▶ [WHAT TO DO]:
Write the data out again in full, with no departure from the original.

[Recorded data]
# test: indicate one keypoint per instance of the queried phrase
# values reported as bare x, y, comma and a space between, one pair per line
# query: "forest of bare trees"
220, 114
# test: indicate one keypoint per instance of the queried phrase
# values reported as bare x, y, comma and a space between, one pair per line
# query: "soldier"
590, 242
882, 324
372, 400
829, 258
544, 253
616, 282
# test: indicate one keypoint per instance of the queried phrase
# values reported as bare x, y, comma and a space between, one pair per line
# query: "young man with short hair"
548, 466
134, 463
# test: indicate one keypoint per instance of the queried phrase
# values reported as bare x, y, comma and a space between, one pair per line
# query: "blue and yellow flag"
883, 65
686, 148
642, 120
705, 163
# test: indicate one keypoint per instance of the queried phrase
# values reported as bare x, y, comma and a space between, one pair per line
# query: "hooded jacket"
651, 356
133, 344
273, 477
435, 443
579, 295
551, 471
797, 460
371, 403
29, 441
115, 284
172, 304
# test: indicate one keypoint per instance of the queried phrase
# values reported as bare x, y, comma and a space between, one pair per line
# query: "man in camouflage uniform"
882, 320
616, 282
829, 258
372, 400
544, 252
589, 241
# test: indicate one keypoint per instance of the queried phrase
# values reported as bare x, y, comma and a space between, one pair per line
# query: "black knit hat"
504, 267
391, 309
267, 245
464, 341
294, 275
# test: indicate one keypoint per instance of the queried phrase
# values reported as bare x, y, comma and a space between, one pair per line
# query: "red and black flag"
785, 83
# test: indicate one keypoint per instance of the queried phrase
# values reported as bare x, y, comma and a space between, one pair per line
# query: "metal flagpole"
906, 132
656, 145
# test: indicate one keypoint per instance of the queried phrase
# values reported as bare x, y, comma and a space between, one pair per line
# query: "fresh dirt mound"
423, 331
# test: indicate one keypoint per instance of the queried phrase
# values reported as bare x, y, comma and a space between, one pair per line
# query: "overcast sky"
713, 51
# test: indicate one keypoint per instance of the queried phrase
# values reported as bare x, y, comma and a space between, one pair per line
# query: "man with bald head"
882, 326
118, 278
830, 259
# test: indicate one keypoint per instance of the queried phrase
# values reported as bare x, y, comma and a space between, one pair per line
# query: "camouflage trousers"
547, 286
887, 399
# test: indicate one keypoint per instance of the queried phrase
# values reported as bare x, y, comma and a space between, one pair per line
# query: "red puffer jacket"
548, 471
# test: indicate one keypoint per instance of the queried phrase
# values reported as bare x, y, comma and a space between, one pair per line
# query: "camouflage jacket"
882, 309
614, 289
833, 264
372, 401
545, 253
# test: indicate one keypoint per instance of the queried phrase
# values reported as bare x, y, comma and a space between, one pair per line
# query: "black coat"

▶ [FINISHED ANSWER]:
# test: indicate one keypoint per instance of the queried phrase
# values reported as bare x, y, comma and a space between, one pair per line
# query: "forest of bare trees"
220, 114
# test: indicate one keypoint per instance of the queried phrase
# values reported as bare x, y, comma and a space between, one pair per line
# query: "soldier"
590, 242
882, 324
372, 400
829, 258
544, 253
616, 282
# test: indicate one keypoint per instance of the queried phrase
# values reported as bare x, y, comma and a space between, one pair per line
# query: "young man with short hair"
548, 466
134, 463
# test: indicate one keypoint per instance of the queried phrase
# values reported as bare x, y, comma and a space between, one pair per line
# query: "blue and yellow flag"
883, 65
686, 148
642, 120
705, 163
# test: indicate one keypoint per instance of the queried phrase
# values reported as bare x, y, comma and a space between, one pair per line
# query: "hooded jacket"
651, 356
133, 344
273, 477
435, 443
579, 295
551, 471
797, 460
371, 403
29, 441
115, 284
172, 304
# test: indicate one keypoint per instance of the queried phrase
# values reported as bare x, y, comma and a space between, one pair per line
# query: "man in camouflage uniform"
882, 320
616, 282
829, 258
372, 400
544, 252
589, 241
# test: indicate one keypoint per instance of the queried phrase
# values reported as bare x, y, comma and a space between, one pair per line
# query: "black knit hat"
504, 267
391, 309
267, 245
464, 341
294, 275
# test: indicate one keypoint per instance of the queried phrase
# values reported as bare x, y, comma and a space between, one pair per line
# query: "red and black flag"
785, 83
# test: indicate one keypoint per instance of the queried phrase
# values reported as bare x, y, comma and a space between, one pair per line
# query: "metal flagpole"
906, 132
656, 145
# test: indicate one keypoint per instance of the queried phrase
# values reported as bare x, y, comma and a space between, one pair per line
# query: "fresh dirt mound"
423, 331
# test: indicate one keypoint per instance of the queried phrase
# values reported as bare x, y, comma and a space between, one pair per line
# query: "overcast sky"
713, 51
# test: indicate one keypoint per instance of the queried phrase
# values reported as bare x, y, comma and a space between, one pair per line
# query: "man with bald head"
882, 326
118, 278
830, 259
# test: indicate one keypoint per instance of the queried phrase
# values reported as bare x, y, comma and a space between, one pair per line
# query: "camouflage trousers"
547, 286
887, 399
# test: indicate one keypoint per instance of the queried phrase
# values reported as bare x, y, comma and a space between, one pair per line
# query: "red puffer jacket"
548, 471
# test: indicate one keypoint per instance of the queried phrase
# values reported as bare x, y, comma and a space between, one pair per line
# query: "camouflage jacket"
882, 309
614, 289
833, 264
372, 401
545, 253
# test: indicate one keypoint per instance of the queried phrase
# values reported as bare x, y, comma and a space between, one pair per line
# query: "black coat"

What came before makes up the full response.